Task statement = Make an exact copy of the entries below.

--- Entries shown Enclosed Below ---

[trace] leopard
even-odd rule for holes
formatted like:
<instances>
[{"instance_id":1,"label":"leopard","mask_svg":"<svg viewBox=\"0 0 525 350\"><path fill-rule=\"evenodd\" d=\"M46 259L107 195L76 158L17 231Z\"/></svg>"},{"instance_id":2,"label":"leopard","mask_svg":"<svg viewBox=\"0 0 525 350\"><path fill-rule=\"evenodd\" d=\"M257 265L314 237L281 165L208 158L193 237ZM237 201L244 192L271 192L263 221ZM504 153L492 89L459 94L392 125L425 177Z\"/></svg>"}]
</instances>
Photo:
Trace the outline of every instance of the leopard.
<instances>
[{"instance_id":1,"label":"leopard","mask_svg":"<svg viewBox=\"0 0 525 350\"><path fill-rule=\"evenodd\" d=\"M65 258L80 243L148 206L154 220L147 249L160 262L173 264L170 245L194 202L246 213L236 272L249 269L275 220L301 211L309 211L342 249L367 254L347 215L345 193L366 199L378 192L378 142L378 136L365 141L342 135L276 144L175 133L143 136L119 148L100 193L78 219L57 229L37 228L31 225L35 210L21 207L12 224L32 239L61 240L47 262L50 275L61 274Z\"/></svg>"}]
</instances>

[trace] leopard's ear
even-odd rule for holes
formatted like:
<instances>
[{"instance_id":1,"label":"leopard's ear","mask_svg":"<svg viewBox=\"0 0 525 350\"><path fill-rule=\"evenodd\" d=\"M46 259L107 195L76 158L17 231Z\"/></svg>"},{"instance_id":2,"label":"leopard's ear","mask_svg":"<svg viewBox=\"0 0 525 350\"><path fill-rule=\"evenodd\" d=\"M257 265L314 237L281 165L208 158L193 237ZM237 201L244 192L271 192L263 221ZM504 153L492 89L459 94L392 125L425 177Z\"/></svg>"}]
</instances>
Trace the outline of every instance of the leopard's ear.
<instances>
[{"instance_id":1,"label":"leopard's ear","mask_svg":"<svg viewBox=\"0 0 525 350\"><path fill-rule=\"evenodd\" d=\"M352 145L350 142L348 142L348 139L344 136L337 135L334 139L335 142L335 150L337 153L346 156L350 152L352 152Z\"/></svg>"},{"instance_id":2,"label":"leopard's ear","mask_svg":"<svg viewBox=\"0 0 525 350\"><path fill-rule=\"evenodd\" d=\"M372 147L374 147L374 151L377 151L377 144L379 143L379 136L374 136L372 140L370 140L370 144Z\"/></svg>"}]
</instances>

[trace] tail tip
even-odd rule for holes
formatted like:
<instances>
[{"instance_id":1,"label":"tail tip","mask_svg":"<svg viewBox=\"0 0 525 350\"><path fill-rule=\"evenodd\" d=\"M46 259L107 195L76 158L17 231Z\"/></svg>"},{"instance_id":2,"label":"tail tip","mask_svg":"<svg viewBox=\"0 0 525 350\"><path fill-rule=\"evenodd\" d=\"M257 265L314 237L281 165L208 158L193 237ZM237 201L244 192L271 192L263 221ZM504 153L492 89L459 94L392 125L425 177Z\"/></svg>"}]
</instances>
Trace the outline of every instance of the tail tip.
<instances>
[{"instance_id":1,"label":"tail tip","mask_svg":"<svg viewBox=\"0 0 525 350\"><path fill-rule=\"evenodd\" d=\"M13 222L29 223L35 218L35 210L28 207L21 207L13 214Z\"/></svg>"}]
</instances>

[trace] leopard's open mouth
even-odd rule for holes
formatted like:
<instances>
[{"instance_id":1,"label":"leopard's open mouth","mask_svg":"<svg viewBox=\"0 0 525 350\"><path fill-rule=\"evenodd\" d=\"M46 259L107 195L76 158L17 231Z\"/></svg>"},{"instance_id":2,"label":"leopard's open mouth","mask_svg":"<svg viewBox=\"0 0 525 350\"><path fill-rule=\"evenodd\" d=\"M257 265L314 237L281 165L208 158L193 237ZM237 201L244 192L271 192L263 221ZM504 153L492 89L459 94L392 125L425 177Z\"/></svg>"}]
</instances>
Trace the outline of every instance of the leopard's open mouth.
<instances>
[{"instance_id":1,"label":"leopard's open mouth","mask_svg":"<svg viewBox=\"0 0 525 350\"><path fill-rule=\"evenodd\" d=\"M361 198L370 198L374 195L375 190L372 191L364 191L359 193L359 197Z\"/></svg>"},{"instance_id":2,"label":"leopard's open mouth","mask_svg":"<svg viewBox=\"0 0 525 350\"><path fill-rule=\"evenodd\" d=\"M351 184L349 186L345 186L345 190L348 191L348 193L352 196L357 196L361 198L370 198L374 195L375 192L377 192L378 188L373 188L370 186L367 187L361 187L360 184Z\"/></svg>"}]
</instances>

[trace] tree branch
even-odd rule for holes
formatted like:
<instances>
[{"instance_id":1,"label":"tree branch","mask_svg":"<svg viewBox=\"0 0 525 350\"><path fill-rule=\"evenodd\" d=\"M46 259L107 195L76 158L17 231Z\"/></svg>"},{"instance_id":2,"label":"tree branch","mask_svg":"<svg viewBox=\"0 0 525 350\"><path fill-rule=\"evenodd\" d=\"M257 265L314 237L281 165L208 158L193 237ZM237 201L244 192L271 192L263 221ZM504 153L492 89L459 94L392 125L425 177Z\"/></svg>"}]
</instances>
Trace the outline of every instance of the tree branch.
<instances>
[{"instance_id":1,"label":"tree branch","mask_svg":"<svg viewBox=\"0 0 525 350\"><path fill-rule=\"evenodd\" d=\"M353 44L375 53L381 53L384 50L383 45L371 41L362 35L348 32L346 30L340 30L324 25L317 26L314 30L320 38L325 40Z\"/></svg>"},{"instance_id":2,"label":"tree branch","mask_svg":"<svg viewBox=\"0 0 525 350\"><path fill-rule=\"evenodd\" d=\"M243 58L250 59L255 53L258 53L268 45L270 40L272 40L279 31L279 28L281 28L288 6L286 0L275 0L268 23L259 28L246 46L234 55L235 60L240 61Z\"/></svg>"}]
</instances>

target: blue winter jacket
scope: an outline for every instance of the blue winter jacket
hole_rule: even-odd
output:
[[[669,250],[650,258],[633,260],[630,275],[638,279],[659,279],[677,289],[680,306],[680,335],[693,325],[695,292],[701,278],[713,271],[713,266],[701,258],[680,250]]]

--- End of Enclosed Entries shown ---

Answer to this task =
[trace] leopard
even-odd rule for holes
formatted like:
<instances>
[{"instance_id":1,"label":"leopard","mask_svg":"<svg viewBox=\"0 0 525 350\"><path fill-rule=\"evenodd\" d=\"M46 259L107 195L76 158L17 231Z\"/></svg>"},{"instance_id":2,"label":"leopard","mask_svg":"<svg viewBox=\"0 0 525 350\"><path fill-rule=\"evenodd\" d=\"M257 265L314 237L281 165L208 158L193 237ZM237 201L244 192L271 192L263 221ZM504 153L492 89L459 94L392 125L425 177Z\"/></svg>"}]
</instances>
Photo:
Trace the outline of every instance of the leopard.
<instances>
[{"instance_id":1,"label":"leopard","mask_svg":"<svg viewBox=\"0 0 525 350\"><path fill-rule=\"evenodd\" d=\"M65 258L80 243L148 206L154 220L147 249L160 262L173 264L170 245L194 202L246 213L236 272L249 269L275 220L301 211L309 211L342 249L367 254L347 215L345 193L366 199L378 192L378 142L378 136L365 141L342 135L276 144L175 133L143 136L119 148L100 193L78 219L57 229L37 228L31 225L35 210L21 207L12 224L32 239L61 240L47 262L50 275L61 274Z\"/></svg>"}]
</instances>

[trace] leopard's ear
even-odd rule for holes
formatted like:
<instances>
[{"instance_id":1,"label":"leopard's ear","mask_svg":"<svg viewBox=\"0 0 525 350\"><path fill-rule=\"evenodd\" d=\"M46 259L107 195L76 158L17 231Z\"/></svg>"},{"instance_id":2,"label":"leopard's ear","mask_svg":"<svg viewBox=\"0 0 525 350\"><path fill-rule=\"evenodd\" d=\"M257 265L314 237L281 165L208 158L193 237ZM237 201L244 192L271 192L263 221ZM504 153L492 89L459 94L392 125L425 177Z\"/></svg>"}]
</instances>
Trace the outline of every instance of the leopard's ear.
<instances>
[{"instance_id":1,"label":"leopard's ear","mask_svg":"<svg viewBox=\"0 0 525 350\"><path fill-rule=\"evenodd\" d=\"M352 145L350 142L348 142L348 139L344 136L337 135L334 139L335 142L335 150L337 153L346 156L350 152L352 152Z\"/></svg>"},{"instance_id":2,"label":"leopard's ear","mask_svg":"<svg viewBox=\"0 0 525 350\"><path fill-rule=\"evenodd\" d=\"M372 147L374 147L374 151L377 151L377 144L379 143L379 136L374 136L372 140L370 140L370 144Z\"/></svg>"}]
</instances>

[trace] tail tip
even-odd rule for holes
formatted like:
<instances>
[{"instance_id":1,"label":"tail tip","mask_svg":"<svg viewBox=\"0 0 525 350\"><path fill-rule=\"evenodd\" d=\"M46 259L107 195L76 158L17 231Z\"/></svg>"},{"instance_id":2,"label":"tail tip","mask_svg":"<svg viewBox=\"0 0 525 350\"><path fill-rule=\"evenodd\" d=\"M257 265L314 237L281 165L208 158L193 237ZM237 201L244 192L271 192L263 221ZM504 153L492 89L459 94L392 125L425 177Z\"/></svg>"}]
</instances>
Trace the outline of every instance of the tail tip.
<instances>
[{"instance_id":1,"label":"tail tip","mask_svg":"<svg viewBox=\"0 0 525 350\"><path fill-rule=\"evenodd\" d=\"M13 222L29 223L35 218L35 210L28 207L21 207L13 214Z\"/></svg>"}]
</instances>

[trace] leopard's open mouth
even-odd rule for holes
formatted like:
<instances>
[{"instance_id":1,"label":"leopard's open mouth","mask_svg":"<svg viewBox=\"0 0 525 350\"><path fill-rule=\"evenodd\" d=\"M46 259L107 195L76 158L17 231Z\"/></svg>"},{"instance_id":2,"label":"leopard's open mouth","mask_svg":"<svg viewBox=\"0 0 525 350\"><path fill-rule=\"evenodd\" d=\"M257 265L314 237L281 165L208 158L193 237ZM237 201L244 192L271 192L263 221ZM504 153L492 89L459 94L392 125L425 177Z\"/></svg>"}]
</instances>
Trace the outline of every instance of the leopard's open mouth.
<instances>
[{"instance_id":1,"label":"leopard's open mouth","mask_svg":"<svg viewBox=\"0 0 525 350\"><path fill-rule=\"evenodd\" d=\"M361 198L370 198L374 195L375 190L372 191L364 191L359 193L359 197Z\"/></svg>"},{"instance_id":2,"label":"leopard's open mouth","mask_svg":"<svg viewBox=\"0 0 525 350\"><path fill-rule=\"evenodd\" d=\"M351 184L349 186L345 186L345 190L348 191L348 193L352 196L357 196L361 198L370 198L374 195L375 192L377 192L378 188L373 188L370 186L367 187L361 187L360 184Z\"/></svg>"}]
</instances>

[trace] tree branch
even-odd rule for holes
formatted like:
<instances>
[{"instance_id":1,"label":"tree branch","mask_svg":"<svg viewBox=\"0 0 525 350\"><path fill-rule=\"evenodd\" d=\"M46 259L107 195L76 158L17 231Z\"/></svg>"},{"instance_id":2,"label":"tree branch","mask_svg":"<svg viewBox=\"0 0 525 350\"><path fill-rule=\"evenodd\" d=\"M257 265L314 237L281 165L208 158L193 237ZM237 201L244 192L271 192L263 221ZM504 153L492 89L459 94L392 125L425 177Z\"/></svg>"}]
</instances>
Trace the outline of every instance of the tree branch.
<instances>
[{"instance_id":1,"label":"tree branch","mask_svg":"<svg viewBox=\"0 0 525 350\"><path fill-rule=\"evenodd\" d=\"M353 44L375 53L381 53L384 50L383 45L371 41L362 35L348 32L346 30L340 30L324 25L317 26L314 30L320 38L325 40Z\"/></svg>"},{"instance_id":2,"label":"tree branch","mask_svg":"<svg viewBox=\"0 0 525 350\"><path fill-rule=\"evenodd\" d=\"M243 58L250 59L255 53L258 53L268 45L270 40L272 40L279 31L279 28L281 28L288 6L286 0L275 0L268 23L259 28L246 46L234 55L235 60L240 61Z\"/></svg>"}]
</instances>

target: blue winter jacket
scope: an outline for every instance of the blue winter jacket
hole_rule: even-odd
output:
[[[669,250],[650,258],[633,260],[630,275],[638,279],[659,279],[677,289],[680,306],[680,335],[693,325],[695,292],[701,278],[713,271],[713,266],[701,258],[680,250]]]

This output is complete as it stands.